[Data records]
»»

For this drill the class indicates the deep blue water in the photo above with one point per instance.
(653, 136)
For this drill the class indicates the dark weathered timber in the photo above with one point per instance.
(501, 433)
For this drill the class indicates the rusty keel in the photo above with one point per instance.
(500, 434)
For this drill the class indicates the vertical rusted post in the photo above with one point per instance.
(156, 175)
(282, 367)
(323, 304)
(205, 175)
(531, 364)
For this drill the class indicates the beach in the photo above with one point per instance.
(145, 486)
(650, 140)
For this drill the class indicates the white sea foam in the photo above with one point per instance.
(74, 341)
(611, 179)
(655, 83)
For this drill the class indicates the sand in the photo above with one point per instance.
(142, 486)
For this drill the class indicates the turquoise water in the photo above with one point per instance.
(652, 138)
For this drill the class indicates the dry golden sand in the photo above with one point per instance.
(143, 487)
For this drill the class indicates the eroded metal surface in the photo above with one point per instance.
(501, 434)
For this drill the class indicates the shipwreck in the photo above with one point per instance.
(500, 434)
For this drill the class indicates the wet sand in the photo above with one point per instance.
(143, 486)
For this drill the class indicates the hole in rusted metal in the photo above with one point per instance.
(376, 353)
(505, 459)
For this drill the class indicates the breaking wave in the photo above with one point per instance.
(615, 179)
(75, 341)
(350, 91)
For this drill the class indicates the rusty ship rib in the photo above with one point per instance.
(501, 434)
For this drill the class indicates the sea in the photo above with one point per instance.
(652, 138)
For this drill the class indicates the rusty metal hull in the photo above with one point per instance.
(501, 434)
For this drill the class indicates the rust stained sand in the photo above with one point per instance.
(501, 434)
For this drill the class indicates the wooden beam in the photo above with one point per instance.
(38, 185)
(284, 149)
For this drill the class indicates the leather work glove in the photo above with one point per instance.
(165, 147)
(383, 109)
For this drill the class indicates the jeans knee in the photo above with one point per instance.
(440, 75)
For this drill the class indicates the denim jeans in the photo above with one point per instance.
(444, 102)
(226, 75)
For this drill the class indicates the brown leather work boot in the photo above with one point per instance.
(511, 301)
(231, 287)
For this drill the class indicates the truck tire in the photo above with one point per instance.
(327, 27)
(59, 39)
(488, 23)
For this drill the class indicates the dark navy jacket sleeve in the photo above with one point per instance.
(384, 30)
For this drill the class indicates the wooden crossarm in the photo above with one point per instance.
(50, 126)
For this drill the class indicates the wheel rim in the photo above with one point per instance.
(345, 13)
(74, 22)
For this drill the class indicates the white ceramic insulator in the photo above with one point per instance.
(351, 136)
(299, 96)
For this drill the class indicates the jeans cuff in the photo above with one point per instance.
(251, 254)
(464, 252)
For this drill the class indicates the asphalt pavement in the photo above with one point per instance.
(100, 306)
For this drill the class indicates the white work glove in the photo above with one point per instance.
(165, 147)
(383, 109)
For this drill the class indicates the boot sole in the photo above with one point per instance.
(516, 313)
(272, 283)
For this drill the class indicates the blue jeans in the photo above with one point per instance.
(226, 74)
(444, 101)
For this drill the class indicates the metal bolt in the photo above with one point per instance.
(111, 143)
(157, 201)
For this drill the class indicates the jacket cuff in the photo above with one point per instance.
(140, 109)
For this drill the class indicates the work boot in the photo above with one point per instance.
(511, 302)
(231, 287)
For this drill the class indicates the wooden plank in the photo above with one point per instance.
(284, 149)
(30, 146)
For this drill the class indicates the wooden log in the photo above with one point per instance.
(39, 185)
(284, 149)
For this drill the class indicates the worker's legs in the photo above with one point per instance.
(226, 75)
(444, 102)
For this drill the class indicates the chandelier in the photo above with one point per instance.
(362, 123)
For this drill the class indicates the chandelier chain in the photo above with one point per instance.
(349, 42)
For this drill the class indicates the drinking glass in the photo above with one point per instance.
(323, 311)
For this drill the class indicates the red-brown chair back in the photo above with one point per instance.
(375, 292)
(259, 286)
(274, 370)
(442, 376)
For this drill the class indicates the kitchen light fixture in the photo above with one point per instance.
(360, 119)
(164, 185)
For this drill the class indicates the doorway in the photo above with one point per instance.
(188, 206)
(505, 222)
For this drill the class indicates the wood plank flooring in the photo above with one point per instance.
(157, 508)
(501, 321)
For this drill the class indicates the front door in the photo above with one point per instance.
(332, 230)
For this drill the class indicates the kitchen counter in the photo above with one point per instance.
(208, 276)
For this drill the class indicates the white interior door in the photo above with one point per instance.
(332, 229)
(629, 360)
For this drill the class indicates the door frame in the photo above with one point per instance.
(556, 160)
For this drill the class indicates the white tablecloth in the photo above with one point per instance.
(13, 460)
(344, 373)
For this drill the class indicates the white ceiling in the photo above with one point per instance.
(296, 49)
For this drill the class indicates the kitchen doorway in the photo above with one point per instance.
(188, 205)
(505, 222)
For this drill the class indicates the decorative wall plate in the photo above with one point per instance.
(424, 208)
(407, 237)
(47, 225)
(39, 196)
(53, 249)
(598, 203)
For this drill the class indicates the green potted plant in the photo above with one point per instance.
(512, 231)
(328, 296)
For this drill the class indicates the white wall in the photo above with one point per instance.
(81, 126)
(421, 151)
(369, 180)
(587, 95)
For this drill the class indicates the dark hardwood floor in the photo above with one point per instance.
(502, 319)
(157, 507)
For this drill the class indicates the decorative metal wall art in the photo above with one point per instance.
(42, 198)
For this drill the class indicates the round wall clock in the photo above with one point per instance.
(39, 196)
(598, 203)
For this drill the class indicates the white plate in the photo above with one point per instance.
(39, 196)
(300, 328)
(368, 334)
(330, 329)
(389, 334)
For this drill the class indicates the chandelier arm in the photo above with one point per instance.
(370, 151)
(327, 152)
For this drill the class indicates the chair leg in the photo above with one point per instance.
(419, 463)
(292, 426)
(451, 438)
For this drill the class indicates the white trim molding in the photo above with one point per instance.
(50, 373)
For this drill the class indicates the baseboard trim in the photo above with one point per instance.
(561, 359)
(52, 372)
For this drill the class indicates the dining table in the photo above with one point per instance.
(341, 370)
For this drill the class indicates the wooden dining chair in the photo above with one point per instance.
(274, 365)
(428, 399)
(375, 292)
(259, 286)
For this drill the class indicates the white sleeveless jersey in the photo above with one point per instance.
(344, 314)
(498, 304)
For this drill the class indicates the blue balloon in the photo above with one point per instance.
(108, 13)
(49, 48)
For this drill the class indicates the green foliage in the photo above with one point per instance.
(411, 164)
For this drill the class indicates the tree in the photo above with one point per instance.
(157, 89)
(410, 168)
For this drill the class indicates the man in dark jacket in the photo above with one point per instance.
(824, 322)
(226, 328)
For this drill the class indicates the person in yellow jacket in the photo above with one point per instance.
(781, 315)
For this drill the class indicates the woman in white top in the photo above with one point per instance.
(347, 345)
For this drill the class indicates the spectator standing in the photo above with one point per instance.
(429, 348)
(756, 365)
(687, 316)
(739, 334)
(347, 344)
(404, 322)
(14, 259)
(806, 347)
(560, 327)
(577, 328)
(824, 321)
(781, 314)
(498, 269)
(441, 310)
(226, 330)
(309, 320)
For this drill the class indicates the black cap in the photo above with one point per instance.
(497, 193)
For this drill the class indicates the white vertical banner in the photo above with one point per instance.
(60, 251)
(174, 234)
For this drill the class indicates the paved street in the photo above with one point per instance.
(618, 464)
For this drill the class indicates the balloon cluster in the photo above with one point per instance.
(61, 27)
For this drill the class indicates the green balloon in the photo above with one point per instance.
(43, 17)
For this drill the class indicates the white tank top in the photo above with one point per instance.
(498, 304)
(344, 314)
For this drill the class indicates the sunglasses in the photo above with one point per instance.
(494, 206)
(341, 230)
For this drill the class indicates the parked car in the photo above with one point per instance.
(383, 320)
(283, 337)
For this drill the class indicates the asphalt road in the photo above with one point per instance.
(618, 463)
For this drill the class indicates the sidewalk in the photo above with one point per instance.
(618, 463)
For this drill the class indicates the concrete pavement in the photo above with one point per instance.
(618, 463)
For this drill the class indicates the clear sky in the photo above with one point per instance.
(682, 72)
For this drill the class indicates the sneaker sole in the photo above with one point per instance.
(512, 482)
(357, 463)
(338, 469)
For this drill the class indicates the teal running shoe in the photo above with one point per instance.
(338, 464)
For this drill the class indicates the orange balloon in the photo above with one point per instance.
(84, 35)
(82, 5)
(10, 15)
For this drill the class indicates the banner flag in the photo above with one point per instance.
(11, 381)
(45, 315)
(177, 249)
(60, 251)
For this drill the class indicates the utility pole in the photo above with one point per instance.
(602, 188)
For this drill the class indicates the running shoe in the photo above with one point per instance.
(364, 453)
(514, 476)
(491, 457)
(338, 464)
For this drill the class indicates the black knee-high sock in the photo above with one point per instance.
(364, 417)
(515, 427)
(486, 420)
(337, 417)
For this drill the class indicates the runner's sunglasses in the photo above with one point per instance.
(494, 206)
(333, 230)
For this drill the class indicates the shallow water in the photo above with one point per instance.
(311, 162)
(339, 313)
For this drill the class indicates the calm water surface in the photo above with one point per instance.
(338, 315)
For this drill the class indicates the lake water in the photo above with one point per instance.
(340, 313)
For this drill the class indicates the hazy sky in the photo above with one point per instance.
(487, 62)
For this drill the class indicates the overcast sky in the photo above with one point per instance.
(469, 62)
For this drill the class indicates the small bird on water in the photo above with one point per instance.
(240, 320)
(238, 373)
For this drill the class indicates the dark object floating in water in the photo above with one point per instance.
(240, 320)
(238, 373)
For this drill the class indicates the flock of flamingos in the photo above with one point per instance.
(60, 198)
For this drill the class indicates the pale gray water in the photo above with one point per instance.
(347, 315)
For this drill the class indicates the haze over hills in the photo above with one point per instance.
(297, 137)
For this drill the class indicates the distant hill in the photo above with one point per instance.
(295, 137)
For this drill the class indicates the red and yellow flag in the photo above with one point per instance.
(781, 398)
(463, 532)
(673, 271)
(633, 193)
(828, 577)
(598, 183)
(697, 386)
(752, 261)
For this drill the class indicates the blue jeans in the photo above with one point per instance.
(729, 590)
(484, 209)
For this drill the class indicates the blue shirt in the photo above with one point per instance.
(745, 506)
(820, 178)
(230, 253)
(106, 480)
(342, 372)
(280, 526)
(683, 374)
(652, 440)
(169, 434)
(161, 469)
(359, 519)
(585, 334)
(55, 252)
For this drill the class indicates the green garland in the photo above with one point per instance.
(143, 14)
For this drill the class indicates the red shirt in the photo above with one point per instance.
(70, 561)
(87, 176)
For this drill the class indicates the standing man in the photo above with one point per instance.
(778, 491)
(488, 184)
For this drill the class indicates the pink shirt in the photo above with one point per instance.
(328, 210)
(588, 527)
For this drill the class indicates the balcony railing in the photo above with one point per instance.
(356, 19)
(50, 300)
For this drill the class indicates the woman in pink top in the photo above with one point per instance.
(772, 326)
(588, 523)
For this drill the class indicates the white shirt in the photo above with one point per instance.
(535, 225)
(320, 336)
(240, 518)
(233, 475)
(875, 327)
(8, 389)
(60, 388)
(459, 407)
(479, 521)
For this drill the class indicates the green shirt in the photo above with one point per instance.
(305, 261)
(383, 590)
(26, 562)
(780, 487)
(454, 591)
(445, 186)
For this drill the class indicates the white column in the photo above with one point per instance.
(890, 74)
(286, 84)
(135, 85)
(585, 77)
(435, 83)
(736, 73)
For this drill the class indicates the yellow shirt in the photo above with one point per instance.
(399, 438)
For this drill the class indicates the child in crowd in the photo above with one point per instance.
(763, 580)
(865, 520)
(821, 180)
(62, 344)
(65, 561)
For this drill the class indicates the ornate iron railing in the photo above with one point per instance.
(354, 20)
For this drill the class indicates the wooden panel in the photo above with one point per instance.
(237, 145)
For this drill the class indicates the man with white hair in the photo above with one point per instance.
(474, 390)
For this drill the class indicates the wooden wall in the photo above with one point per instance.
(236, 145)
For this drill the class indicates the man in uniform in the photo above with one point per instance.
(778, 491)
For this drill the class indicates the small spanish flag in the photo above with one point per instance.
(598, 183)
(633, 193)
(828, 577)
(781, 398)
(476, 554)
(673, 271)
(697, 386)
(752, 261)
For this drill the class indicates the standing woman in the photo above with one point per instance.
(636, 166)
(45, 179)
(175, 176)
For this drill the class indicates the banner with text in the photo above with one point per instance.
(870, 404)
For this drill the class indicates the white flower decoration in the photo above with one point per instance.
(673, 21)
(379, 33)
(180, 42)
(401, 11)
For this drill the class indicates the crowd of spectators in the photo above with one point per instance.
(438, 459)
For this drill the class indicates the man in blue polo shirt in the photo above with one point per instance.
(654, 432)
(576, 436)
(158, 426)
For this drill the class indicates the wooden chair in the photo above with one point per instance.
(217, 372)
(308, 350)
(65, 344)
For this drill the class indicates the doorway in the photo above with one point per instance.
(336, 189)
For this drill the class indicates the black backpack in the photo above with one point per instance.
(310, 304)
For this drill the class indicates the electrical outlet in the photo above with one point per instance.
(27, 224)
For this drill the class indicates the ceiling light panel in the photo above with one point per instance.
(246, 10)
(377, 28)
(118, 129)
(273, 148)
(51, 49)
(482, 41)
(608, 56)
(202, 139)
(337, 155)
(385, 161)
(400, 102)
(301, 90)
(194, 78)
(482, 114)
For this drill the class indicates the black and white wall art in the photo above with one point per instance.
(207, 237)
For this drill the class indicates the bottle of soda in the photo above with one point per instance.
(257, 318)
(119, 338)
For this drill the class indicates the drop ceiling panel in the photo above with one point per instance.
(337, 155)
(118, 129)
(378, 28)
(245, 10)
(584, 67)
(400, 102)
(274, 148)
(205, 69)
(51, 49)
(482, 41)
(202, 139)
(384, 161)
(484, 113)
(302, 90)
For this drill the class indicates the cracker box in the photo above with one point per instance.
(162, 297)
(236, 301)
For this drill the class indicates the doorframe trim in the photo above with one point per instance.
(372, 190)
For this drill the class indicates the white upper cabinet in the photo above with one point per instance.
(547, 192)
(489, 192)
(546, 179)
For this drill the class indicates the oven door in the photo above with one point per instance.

««

_REQUIREMENTS_
Reproduce, unchanged, the entries from the line containing "For this drill the class indicates the drop" through the end of the entries above.

_OUTPUT BELOW_
For this drill the class indicates the drop ceiling panel in the photo above with one point per instance.
(337, 155)
(118, 129)
(378, 28)
(245, 10)
(584, 67)
(400, 102)
(274, 148)
(205, 69)
(51, 49)
(482, 41)
(202, 139)
(384, 161)
(484, 113)
(302, 90)
For this drill the class indicates the cracker box in the photo above with one point per instance.
(162, 297)
(236, 301)
For this drill the class indicates the doorframe trim in the photo above with one point per instance.
(372, 190)
For this drill the class indicates the white upper cabinet in the photo above with one point per instance.
(547, 192)
(489, 192)
(546, 179)
For this drill the class indicates the oven door in the photo above with one point per instance.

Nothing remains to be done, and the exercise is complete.